> [SET EXERCISE]: Can you copy out, word for word, the part of the entries that opens with the line containing "the steel rail." and runs to the end of the entries?

## BEGIN

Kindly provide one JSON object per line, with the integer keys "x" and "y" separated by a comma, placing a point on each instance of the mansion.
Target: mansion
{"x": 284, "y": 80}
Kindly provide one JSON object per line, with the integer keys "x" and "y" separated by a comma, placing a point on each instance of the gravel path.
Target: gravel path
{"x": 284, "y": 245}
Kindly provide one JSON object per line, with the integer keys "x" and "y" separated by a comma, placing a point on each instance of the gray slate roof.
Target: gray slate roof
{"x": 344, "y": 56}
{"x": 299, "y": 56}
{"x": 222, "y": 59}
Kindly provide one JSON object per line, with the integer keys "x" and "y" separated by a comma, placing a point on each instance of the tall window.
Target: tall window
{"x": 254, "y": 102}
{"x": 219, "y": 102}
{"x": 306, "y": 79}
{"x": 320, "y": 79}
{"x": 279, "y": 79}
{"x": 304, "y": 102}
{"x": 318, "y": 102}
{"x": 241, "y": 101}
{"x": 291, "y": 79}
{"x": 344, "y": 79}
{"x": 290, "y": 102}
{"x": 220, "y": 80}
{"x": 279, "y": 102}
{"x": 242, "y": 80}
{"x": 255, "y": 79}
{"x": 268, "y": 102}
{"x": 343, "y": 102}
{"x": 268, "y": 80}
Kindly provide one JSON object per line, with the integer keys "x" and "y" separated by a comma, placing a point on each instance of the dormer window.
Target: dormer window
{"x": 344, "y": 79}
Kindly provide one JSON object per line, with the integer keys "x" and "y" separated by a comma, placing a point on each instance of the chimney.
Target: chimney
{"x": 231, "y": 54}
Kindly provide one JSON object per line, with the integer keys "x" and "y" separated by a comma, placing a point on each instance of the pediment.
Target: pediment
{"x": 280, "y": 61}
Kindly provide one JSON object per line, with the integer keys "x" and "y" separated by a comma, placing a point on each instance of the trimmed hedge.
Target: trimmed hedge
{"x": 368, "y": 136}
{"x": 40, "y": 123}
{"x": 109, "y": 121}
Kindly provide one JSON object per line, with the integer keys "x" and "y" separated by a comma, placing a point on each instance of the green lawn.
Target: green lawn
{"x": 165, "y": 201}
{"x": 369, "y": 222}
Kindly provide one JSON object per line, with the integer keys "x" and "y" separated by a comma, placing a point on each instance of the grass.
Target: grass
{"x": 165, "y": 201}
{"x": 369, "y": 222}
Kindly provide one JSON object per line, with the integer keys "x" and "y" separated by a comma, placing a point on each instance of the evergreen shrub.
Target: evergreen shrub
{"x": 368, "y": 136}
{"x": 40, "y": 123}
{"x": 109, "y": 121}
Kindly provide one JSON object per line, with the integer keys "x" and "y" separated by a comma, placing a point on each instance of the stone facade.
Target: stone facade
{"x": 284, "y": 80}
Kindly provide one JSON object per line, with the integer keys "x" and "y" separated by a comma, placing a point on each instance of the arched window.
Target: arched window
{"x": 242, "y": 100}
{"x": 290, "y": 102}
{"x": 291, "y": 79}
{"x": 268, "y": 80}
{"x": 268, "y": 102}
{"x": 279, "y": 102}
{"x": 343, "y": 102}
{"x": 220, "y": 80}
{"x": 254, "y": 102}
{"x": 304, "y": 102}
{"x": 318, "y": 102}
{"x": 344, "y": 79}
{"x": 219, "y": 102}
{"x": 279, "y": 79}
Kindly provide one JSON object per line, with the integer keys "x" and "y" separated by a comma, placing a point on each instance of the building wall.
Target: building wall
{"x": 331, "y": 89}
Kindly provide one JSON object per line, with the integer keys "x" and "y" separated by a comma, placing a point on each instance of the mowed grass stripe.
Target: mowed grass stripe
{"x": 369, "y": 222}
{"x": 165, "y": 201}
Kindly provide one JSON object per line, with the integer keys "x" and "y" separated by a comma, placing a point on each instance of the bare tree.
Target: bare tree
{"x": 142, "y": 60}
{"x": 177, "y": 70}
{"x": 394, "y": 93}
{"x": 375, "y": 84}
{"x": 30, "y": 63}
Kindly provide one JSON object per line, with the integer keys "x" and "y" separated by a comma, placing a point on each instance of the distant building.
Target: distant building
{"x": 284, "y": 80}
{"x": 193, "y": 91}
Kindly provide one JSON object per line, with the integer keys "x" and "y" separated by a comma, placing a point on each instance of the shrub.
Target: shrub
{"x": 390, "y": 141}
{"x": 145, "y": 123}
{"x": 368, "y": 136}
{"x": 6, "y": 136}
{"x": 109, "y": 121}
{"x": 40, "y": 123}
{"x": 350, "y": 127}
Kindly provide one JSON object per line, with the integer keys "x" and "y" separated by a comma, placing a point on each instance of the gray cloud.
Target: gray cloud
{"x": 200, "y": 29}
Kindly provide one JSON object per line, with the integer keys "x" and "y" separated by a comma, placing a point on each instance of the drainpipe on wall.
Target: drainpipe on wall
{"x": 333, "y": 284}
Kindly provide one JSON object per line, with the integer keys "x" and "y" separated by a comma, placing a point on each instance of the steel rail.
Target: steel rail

## END

> [EXERCISE ANSWER]:
Kindly provide one JSON object per line, with the integer keys "x" and "y" separated by a comma, placing a point on each instance of the steel rail.
Target: steel rail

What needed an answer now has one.